■ GIVEN EXERCISE ■
Rewrite the records with "green foliage" switched to "tree canopy" and nothing else altered, leaving out the pictures.

____ ENTRIES SHOWN

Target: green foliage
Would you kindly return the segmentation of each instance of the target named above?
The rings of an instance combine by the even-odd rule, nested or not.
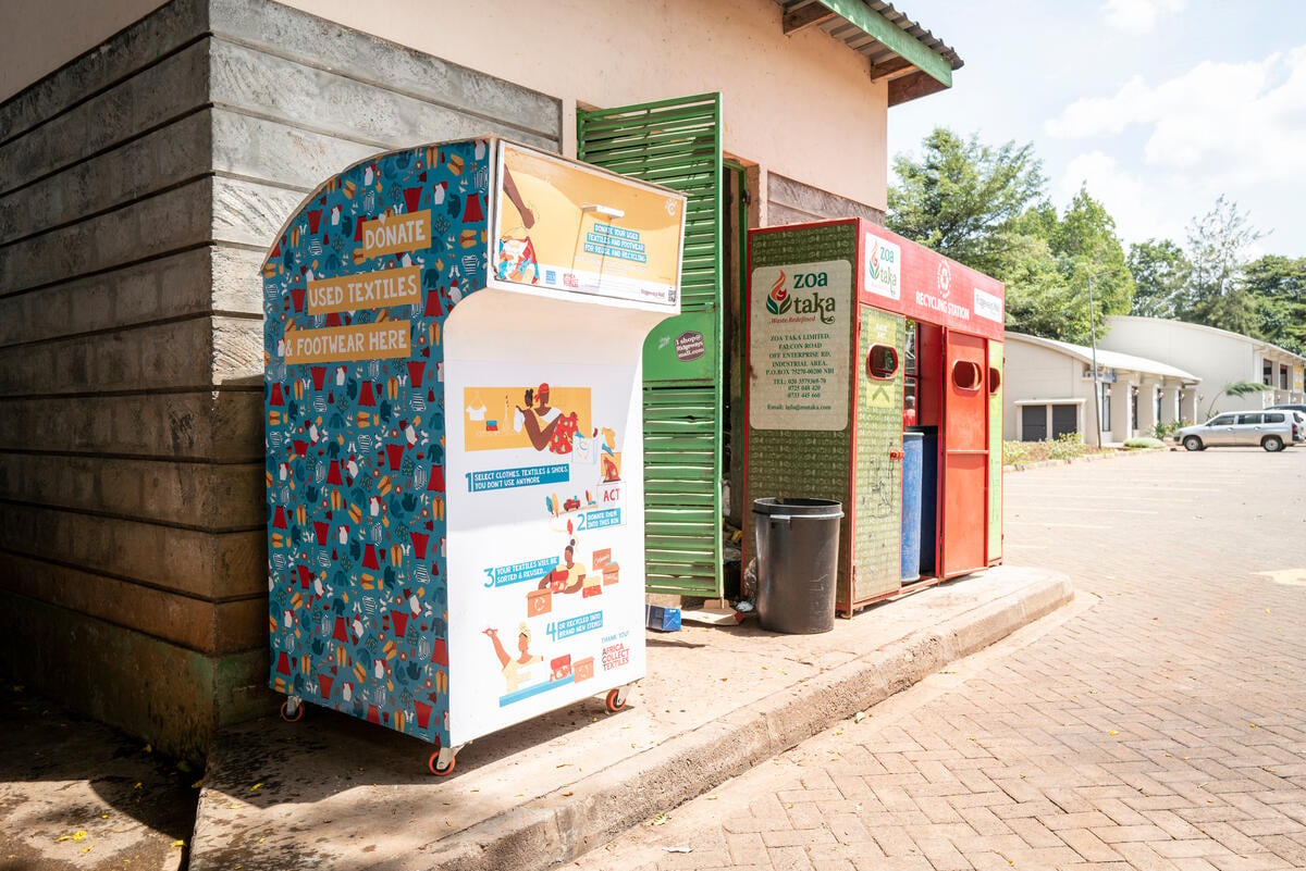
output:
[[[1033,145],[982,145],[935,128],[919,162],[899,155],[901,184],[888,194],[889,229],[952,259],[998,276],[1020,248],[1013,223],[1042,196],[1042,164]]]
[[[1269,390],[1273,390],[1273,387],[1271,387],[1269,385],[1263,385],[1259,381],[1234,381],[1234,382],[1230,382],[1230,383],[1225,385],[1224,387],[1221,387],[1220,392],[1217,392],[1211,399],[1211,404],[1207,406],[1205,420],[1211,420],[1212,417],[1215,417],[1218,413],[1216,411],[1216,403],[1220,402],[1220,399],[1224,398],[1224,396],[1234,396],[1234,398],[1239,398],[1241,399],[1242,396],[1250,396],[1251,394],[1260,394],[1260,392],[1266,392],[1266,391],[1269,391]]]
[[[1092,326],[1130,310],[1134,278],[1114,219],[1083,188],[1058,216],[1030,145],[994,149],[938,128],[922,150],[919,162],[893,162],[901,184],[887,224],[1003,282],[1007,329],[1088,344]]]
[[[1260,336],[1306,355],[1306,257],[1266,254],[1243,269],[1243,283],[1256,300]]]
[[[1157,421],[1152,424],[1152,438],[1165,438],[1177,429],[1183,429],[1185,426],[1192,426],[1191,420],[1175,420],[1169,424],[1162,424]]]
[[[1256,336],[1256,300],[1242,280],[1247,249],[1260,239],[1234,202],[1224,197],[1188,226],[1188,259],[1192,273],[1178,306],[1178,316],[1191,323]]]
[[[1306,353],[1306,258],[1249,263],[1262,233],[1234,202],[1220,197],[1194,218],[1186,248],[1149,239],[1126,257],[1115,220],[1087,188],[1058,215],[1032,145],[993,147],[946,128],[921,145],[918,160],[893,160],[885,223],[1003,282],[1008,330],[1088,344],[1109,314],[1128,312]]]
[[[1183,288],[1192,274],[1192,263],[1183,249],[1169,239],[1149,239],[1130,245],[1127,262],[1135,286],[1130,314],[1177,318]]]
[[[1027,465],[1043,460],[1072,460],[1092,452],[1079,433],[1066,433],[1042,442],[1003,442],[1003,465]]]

________

■ FULL SOLUTION ■
Target: tree canopy
Would you kindly return the segmentation of each instance of the target named above?
The rings of an instance combine by the even-odd rule, nested or not.
output:
[[[1033,145],[982,145],[935,128],[919,162],[899,155],[901,184],[888,194],[889,229],[952,259],[998,276],[1020,248],[1013,223],[1042,196],[1042,164]]]
[[[1269,390],[1273,390],[1273,387],[1271,387],[1269,385],[1263,385],[1259,381],[1234,381],[1234,382],[1230,382],[1230,383],[1225,385],[1224,387],[1221,387],[1220,392],[1217,392],[1211,399],[1211,404],[1207,406],[1205,420],[1211,420],[1212,417],[1215,417],[1218,413],[1216,411],[1216,403],[1220,402],[1220,399],[1224,398],[1224,396],[1234,396],[1234,398],[1239,398],[1241,399],[1242,396],[1250,396],[1251,394],[1260,394],[1260,392],[1266,392],[1266,391],[1269,391]]]
[[[1092,326],[1130,310],[1134,278],[1114,219],[1083,188],[1058,216],[1030,145],[994,149],[938,128],[922,150],[919,162],[893,162],[901,184],[887,224],[1003,282],[1007,329],[1088,344]]]
[[[1260,336],[1306,355],[1306,257],[1266,254],[1243,269],[1243,283],[1256,300]]]
[[[1157,421],[1152,424],[1152,438],[1165,438],[1177,429],[1183,429],[1185,426],[1192,426],[1191,420],[1175,420],[1169,424],[1162,424]]]
[[[1256,336],[1256,300],[1242,280],[1247,249],[1260,239],[1234,202],[1224,197],[1188,226],[1188,259],[1192,273],[1178,306],[1178,316],[1191,323]]]
[[[1306,353],[1306,258],[1249,263],[1262,233],[1234,202],[1220,197],[1194,218],[1186,248],[1149,239],[1126,257],[1115,220],[1087,188],[1058,215],[1032,145],[993,147],[946,128],[921,145],[918,160],[893,160],[885,223],[1003,282],[1008,330],[1088,344],[1109,314],[1128,312]]]
[[[1183,288],[1192,274],[1192,263],[1183,249],[1169,239],[1149,239],[1130,245],[1127,262],[1135,286],[1130,314],[1177,318]]]
[[[1027,465],[1043,460],[1072,460],[1092,452],[1079,433],[1066,433],[1042,442],[1003,442],[1003,465]]]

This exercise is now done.